Begin with the line that contains "Point to the wooden table." and transcribe each line after it, up to and including the last line of the listing below.

Supplied material:
★ ★ ★ ★ ★

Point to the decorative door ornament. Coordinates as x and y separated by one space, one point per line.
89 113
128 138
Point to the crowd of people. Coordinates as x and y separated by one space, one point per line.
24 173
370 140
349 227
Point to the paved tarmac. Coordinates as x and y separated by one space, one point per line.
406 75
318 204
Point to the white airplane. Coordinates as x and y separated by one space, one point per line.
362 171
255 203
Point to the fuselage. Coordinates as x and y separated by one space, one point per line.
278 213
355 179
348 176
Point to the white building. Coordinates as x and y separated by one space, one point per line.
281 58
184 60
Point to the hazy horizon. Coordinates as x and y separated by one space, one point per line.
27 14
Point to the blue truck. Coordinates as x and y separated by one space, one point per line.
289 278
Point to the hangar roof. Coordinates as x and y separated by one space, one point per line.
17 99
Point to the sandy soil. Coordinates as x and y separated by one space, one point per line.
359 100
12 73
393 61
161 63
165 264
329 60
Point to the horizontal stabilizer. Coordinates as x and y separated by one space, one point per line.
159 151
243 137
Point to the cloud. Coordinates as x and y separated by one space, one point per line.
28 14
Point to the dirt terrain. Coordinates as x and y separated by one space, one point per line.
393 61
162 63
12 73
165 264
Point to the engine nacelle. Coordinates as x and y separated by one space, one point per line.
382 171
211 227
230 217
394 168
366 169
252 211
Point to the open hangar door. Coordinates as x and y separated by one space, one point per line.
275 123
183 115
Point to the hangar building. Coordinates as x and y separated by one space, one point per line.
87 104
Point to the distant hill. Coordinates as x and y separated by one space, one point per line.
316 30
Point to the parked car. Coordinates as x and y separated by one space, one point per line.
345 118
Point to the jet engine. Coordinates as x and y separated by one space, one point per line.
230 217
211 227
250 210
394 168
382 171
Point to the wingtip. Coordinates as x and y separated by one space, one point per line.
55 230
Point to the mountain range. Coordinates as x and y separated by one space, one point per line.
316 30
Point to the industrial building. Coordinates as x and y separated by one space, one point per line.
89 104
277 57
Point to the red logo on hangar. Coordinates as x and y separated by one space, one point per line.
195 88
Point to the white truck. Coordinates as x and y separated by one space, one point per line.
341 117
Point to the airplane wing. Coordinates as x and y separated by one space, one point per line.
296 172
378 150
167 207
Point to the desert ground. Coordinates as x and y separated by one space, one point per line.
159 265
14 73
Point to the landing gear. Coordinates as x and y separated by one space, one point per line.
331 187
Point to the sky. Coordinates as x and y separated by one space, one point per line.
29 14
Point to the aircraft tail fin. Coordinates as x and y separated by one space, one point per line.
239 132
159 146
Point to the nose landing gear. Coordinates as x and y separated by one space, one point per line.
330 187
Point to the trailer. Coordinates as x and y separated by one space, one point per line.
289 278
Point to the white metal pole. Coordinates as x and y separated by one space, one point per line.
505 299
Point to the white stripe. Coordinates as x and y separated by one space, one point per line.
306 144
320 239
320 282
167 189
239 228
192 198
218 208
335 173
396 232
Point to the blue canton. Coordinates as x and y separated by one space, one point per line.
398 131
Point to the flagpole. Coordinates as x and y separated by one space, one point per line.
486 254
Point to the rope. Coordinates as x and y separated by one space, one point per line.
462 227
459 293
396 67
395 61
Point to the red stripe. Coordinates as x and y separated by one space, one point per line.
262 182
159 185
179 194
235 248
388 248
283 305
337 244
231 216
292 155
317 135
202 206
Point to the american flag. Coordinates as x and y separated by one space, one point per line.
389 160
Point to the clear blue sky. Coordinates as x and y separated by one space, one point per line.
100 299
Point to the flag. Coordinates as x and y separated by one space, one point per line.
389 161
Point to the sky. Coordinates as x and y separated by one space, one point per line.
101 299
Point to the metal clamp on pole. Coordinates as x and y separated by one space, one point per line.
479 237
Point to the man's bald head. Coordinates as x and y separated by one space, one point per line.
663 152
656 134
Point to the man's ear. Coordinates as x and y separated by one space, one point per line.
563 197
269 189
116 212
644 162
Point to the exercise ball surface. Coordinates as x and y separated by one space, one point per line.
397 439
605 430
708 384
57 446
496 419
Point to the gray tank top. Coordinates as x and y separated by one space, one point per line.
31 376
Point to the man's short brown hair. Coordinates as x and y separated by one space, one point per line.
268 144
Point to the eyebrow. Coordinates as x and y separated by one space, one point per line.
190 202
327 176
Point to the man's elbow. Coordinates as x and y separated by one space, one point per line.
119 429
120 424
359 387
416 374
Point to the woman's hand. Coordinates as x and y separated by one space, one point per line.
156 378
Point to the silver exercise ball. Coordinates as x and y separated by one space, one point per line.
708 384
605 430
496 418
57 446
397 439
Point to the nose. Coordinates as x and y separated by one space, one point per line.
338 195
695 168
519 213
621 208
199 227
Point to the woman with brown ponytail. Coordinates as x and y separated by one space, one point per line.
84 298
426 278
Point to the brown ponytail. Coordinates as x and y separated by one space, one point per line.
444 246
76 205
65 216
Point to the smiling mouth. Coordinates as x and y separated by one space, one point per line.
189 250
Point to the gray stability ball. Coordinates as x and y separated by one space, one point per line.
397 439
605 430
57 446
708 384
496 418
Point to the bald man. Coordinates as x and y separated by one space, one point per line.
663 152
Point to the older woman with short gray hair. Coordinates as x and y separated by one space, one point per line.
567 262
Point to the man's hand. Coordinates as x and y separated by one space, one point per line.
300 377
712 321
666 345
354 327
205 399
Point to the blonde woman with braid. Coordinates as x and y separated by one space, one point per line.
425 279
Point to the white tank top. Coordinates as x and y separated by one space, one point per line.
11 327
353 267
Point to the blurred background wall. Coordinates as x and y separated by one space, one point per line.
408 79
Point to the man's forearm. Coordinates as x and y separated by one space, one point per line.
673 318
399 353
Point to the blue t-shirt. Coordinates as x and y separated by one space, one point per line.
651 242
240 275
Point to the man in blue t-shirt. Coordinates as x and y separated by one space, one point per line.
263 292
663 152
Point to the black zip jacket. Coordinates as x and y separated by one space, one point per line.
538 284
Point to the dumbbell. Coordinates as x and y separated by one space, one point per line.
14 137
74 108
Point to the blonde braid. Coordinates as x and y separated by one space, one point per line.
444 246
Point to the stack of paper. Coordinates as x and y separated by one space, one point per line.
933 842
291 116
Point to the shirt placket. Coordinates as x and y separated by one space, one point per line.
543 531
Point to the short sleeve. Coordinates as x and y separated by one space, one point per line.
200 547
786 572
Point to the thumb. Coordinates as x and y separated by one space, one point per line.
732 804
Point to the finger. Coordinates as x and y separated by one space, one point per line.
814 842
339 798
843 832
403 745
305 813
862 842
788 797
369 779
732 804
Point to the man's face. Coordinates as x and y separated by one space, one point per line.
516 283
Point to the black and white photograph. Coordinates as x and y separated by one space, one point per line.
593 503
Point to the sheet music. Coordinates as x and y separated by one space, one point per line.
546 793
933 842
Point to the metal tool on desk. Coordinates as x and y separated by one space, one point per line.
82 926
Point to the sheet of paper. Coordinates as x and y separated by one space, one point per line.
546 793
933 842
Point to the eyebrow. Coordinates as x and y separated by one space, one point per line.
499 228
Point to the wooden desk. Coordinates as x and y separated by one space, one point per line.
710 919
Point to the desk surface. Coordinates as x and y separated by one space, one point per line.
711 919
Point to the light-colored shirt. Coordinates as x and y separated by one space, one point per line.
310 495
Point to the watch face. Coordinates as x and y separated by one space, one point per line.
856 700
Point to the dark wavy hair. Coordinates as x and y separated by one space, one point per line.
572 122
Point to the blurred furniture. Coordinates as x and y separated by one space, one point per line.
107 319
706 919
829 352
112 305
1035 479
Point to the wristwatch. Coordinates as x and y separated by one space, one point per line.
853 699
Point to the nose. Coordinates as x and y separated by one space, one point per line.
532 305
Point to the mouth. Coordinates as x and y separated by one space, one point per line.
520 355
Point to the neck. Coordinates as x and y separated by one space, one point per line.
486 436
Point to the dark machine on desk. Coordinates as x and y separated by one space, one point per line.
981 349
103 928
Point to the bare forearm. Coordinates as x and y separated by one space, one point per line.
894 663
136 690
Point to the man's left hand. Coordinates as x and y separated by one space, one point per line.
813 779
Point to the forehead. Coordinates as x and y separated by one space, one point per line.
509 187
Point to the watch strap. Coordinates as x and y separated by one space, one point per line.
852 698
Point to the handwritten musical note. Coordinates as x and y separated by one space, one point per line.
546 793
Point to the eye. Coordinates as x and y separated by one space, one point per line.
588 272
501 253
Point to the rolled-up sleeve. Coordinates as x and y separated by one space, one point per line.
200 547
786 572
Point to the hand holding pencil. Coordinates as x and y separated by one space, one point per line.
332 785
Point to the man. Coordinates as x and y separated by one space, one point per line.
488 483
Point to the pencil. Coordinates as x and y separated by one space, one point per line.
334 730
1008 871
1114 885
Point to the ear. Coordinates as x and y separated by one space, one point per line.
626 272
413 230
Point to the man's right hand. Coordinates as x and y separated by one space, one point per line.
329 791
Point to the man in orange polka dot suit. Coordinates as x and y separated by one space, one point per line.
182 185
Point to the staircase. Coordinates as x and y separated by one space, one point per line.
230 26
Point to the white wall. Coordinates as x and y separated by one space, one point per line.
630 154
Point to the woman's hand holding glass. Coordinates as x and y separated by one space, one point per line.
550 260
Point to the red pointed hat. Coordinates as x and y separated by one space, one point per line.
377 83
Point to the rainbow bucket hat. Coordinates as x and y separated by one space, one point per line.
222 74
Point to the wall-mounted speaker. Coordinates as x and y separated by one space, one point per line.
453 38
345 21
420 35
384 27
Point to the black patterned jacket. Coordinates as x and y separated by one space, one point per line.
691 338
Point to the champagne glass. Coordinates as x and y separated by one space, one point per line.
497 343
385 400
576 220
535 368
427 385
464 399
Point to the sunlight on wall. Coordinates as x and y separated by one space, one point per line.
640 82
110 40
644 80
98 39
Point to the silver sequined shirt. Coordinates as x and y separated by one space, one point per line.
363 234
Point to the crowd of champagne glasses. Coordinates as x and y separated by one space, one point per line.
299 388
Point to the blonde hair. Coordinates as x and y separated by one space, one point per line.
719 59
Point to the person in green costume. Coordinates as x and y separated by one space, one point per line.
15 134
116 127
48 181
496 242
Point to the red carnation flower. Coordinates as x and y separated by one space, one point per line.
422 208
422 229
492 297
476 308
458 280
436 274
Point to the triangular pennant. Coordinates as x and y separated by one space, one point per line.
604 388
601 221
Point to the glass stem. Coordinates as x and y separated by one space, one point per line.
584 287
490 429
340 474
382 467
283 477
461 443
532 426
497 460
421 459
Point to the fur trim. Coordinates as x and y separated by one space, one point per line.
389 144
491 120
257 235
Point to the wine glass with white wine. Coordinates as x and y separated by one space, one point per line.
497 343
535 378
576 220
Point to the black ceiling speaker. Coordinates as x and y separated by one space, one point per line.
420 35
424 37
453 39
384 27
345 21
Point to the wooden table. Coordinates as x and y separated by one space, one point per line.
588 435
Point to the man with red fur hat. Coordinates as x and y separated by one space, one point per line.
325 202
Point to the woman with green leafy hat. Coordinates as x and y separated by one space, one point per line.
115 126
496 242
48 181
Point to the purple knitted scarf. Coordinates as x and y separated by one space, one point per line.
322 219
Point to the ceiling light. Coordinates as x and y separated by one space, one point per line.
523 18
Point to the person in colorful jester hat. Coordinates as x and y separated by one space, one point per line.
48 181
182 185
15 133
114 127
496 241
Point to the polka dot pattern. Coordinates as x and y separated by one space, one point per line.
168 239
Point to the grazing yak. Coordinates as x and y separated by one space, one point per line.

★ ★ ★ ★ ★

Complete answer:
Point to the wooden table. Coordinates as x and y separated by one space, one point per line.
588 435
Point to the man with red fur hat. Coordinates as x and y separated by one space, one point per line.
325 202
Point to the woman with green leafy hat. Coordinates as x and y separated by one space, one point per line.
115 126
496 242
48 181
Point to the purple knitted scarf. Coordinates as x and y separated by one space, one point per line.
322 219
Point to the ceiling light. Coordinates as x and y separated by one space, one point per line.
523 18
Point to the person in colorful jester hat. Coordinates as x and y separated by one space, one point per line.
48 181
182 185
15 133
114 127
496 241
Point to the polka dot pattern. Coordinates as x and y separated by one space, one point per line.
168 239
Point to the grazing yak. Coordinates as x and y separated by one space, one point per line.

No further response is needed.